**WHAT YOU NEED TO DO:** Could you rewrite the lines below with every "photo" changed to "image" and nothing else altered, leaving the pictures out of your answer?

**RECORD SET:**
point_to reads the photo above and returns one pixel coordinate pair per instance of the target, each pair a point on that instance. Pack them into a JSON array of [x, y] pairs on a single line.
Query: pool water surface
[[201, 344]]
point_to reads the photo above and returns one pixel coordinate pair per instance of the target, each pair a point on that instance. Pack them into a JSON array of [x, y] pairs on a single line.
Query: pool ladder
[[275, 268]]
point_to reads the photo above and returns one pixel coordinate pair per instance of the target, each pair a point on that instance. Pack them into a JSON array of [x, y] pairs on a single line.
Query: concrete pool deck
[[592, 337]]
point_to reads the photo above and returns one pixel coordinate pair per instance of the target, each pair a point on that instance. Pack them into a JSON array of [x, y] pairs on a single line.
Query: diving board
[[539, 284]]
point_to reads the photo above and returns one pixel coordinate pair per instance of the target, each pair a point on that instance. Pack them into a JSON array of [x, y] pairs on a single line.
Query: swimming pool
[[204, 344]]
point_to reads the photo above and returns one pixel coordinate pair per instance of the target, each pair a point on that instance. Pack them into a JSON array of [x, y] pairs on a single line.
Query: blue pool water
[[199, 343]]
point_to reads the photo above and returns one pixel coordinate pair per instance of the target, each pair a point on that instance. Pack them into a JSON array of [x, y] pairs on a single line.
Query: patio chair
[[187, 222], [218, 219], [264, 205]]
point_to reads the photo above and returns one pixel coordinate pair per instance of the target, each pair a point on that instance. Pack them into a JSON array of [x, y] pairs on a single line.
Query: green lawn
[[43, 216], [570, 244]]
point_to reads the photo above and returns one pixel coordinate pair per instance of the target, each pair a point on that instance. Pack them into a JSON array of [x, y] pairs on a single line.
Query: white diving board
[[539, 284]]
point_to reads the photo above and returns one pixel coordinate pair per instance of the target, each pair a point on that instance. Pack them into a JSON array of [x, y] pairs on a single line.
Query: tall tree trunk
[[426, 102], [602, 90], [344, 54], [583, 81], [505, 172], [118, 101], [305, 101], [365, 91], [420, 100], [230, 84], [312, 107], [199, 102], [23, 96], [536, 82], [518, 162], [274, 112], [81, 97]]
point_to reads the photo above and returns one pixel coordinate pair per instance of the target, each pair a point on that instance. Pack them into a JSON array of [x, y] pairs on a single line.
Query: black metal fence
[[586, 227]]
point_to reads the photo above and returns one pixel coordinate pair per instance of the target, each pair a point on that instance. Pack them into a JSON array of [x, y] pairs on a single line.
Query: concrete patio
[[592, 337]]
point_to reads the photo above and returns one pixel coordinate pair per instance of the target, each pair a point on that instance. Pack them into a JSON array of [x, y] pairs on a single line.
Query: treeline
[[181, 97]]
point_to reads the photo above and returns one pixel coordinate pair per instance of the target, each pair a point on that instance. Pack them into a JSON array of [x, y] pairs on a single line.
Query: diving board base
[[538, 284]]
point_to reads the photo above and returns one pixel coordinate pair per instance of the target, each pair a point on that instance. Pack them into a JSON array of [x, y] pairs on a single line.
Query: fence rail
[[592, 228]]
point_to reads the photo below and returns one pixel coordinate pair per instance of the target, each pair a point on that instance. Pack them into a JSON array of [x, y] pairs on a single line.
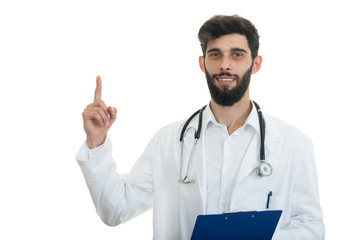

**EXERCISE RESPONSE:**
point_to reads the image above and returns one pixel coordinate pair per instance of the target, each pair a point on that instance. Pack them into a JSON array of [x, y] pairs on a single line.
Query: pool water surface
[[201, 344]]
point_to reads the image above and returns one pixel coordinate pair per instance of the target, each pair a point on that instance. Pack them into a JSON array of [x, y] pairs on a single line.
Query: pool ladder
[[275, 268]]
point_to reads the image above and returns one pixel coordinate pair per instance of the target, each pair a point on that instance. Pack them into a JSON array of [x, y] pairs on a single line.
Query: concrete pool deck
[[592, 337]]
point_to reads the image above and returns one pixel coordinate pair per instance of the target, each pair a point on that instance. Pack them into a JSON array of [x, y] pairs on a single line.
Query: diving board
[[539, 284]]
point_to reads the image above and returns one pixel coordinate pair per instance of the target, each pair a point on that instance. Pack them into a JSON array of [x, y] pairs on a single line.
Query: swimming pool
[[204, 344]]
point_to reads the image above and returns one pixel coordinate pair per instance of the target, each pair a point on that instance. Pack them into a JSON array of [x, y] pairs on a single line.
Query: blue pool water
[[199, 343]]
point_to reads the image above and returns one pixel coordinate pair per instance of the target, each pair a point on that instance. Pack them into a JSON array of [x, y] pairs on a single line.
Query: patio chair
[[187, 222], [218, 219], [264, 205]]
point_to reads the image above and returns one pixel coordinate pair per instance of the target, each pair a point on that instance. Pack them into a JSON array of [x, y] pairs on a single line.
Query: green lawn
[[43, 216], [570, 244]]
point_to reads the image above and returns one pixel coordinate pair per instance of the target, each pair a point on that instance. Pack them into a JSON array of [x, y] pairs on a single line.
Query: white diving board
[[539, 284]]
point_to reads the image above and returns one pixel coordinate pair per instance of the target, each pair a point on that instance. Pack them into a JSON array of [x, y] pairs on a single line.
Query: tall tree trunk
[[426, 102], [602, 90], [344, 54], [583, 81], [505, 172], [118, 101], [305, 101], [365, 91], [420, 100], [230, 84], [312, 107], [199, 102], [23, 96], [536, 82], [518, 162], [274, 112], [81, 97]]
point_to reads the image above and returns one pixel coordinate pair per instance of the target, each pair a point on that instance. Pack them into a JSON array of [x, y] pairs on a single line.
Query: black metal fence
[[586, 227]]
point_to reads the image above and returns one pixel coordinate pair per instance of the target, each pair a point on that instance. Pack them into a JSON array of [x, y] pairs on a single line.
Query: concrete patio
[[592, 337]]
point_to reads the image above and returns one pixel coordinate pair per instance of the target, each pair a point on that instance. Pack them into a JSON array of [x, y] pairs on a single line.
Query: treeline
[[181, 97]]
point_to reads the image above and returns one pixel coordinate pair per instance of the target, each pair a point on that instance. Pack them into a JSON array of [x, y] pairs on a single line.
Query: diving board base
[[538, 284]]
point_to reads the image above and returns one pixel coordinate pair per instance of the target, each pair a point on that instance. Pack them into a JSON array of [x, y] pairs on a single line.
Query: fence rail
[[592, 228]]
point_to reads the image below and returns one pixel coordinate pair per instance of the target, each pair a point on that instance. Pack them into a JSON array of [x, y] pairs on a single line.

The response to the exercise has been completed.